*** Exercise data ***

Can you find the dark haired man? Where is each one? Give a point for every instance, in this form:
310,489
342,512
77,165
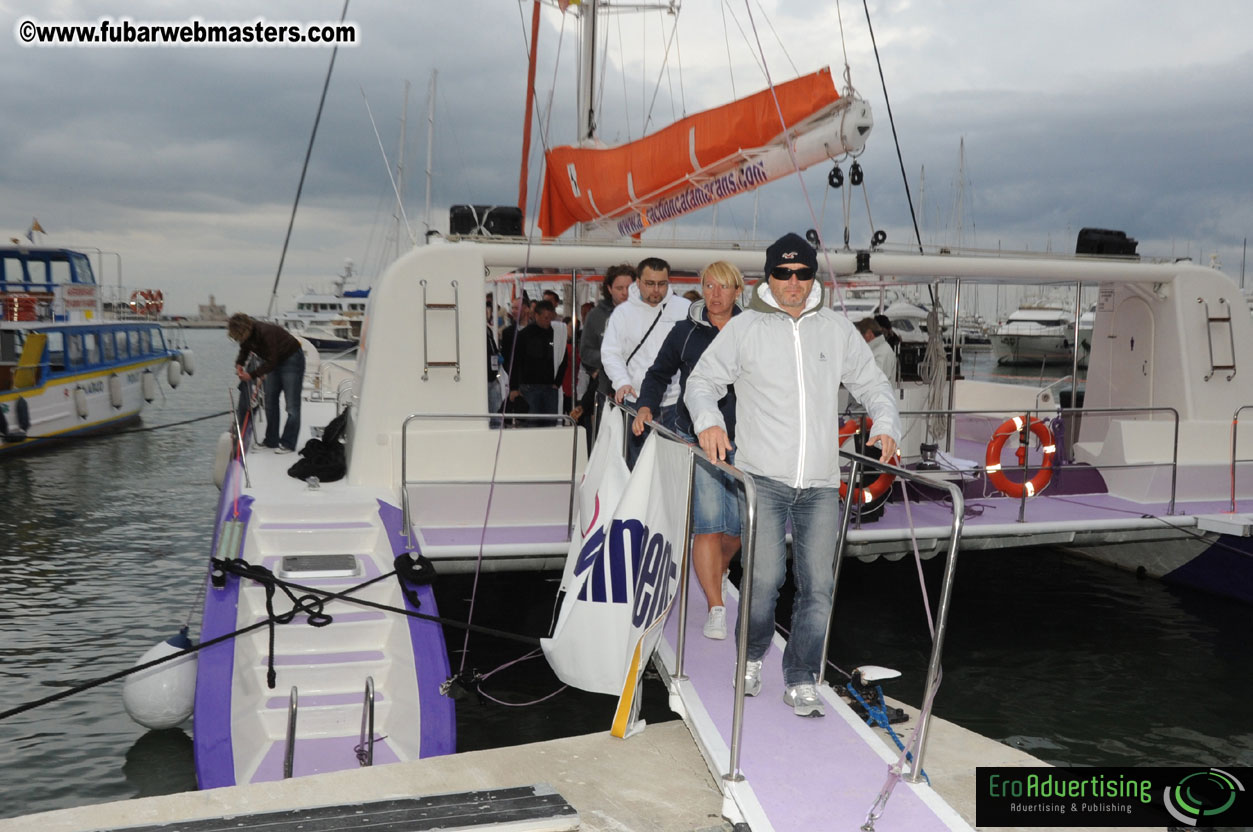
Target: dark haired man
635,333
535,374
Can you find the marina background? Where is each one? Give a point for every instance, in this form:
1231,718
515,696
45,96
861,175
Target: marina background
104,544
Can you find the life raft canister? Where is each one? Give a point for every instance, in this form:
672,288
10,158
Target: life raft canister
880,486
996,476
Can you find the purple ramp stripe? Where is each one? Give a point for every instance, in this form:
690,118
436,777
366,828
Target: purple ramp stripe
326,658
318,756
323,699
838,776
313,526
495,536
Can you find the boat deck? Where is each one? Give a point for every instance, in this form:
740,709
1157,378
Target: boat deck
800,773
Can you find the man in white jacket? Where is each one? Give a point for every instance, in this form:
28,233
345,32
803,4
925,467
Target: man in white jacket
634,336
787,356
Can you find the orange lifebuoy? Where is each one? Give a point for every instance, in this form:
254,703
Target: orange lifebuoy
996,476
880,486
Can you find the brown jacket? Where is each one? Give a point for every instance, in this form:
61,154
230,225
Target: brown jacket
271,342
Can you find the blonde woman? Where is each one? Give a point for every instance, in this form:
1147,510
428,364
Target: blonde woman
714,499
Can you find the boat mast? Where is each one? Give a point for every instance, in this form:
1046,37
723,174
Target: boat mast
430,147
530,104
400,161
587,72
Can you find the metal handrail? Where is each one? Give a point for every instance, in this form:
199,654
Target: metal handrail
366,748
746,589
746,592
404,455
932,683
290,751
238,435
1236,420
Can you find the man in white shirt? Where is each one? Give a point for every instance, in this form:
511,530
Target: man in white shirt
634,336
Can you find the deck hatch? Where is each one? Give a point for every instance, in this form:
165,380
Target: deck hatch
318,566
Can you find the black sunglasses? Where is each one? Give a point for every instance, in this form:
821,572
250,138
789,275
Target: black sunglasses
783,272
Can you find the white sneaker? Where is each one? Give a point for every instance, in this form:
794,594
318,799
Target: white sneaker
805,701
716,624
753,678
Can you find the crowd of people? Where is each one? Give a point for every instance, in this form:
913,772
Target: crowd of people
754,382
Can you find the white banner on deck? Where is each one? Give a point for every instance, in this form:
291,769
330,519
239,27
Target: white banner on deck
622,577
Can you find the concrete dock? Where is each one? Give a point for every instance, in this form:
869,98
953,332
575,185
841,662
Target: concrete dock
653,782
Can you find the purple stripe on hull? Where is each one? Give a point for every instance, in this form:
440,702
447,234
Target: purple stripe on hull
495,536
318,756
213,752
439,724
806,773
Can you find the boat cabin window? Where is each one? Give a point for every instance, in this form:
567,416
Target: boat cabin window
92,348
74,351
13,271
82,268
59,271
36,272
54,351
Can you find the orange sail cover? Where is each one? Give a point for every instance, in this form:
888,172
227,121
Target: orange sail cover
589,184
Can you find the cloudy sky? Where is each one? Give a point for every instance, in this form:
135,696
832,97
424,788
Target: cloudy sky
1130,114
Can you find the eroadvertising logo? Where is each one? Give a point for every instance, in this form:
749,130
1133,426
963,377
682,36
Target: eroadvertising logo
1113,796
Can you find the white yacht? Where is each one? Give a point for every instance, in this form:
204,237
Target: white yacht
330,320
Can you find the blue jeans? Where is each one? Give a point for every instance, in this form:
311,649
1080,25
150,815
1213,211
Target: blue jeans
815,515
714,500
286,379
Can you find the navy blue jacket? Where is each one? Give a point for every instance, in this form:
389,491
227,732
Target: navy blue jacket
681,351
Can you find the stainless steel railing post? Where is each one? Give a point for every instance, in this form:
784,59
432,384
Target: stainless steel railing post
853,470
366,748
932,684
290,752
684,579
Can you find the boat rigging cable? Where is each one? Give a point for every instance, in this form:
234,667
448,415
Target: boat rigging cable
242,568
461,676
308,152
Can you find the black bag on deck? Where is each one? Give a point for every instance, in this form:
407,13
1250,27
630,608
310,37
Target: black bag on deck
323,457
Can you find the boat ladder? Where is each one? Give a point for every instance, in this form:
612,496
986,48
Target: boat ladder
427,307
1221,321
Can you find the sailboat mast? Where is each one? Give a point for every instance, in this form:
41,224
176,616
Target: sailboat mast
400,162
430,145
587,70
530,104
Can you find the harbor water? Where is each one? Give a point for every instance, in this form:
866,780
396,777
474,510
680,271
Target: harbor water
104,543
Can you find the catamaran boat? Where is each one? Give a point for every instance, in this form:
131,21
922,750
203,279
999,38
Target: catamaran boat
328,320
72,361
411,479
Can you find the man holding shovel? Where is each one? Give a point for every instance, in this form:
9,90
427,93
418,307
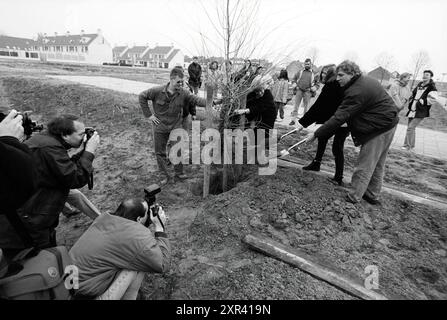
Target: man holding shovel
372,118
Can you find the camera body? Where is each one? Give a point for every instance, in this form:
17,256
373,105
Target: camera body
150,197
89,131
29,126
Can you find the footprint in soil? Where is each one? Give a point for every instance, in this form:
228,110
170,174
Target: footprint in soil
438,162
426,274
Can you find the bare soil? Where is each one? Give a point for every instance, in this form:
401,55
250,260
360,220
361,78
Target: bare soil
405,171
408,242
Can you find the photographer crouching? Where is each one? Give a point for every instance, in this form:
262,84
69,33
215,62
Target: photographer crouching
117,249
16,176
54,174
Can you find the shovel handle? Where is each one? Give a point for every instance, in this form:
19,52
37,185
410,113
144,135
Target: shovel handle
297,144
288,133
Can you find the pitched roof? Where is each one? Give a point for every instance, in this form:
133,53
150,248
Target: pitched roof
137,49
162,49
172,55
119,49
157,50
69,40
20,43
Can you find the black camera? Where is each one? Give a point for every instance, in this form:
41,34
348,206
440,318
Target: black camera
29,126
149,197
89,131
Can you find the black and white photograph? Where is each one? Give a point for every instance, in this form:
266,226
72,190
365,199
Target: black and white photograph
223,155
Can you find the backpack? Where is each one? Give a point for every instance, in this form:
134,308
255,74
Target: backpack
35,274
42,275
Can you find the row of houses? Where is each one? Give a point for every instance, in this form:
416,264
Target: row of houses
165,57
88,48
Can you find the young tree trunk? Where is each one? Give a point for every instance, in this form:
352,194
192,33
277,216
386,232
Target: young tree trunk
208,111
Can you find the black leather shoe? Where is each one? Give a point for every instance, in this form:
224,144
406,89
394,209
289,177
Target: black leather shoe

***

What is being asked »
Through the last line of the entries above, beginning at the line containing "Can you find the backpack?", transcribe each line exactly, both ends included and nothing more.

Result for this exercise »
Can you find the backpack? Where is each one? Give a point for every instance, in this form:
134,308
255,74
Target: backpack
35,274
42,275
Can you find the row of houses? Where is each one? Give a point for every instance, in this form:
416,264
Target: row of houses
165,57
88,48
Can you find the young tree trunk? Where is each one? Give a point for every instance, in this form:
352,194
192,33
277,216
386,232
Target: young tree trunk
208,111
Can you find the black leather shoe? Where is each one? Give a point for every instance, in this form:
224,144
406,89
394,209
289,177
Target: black leather shoe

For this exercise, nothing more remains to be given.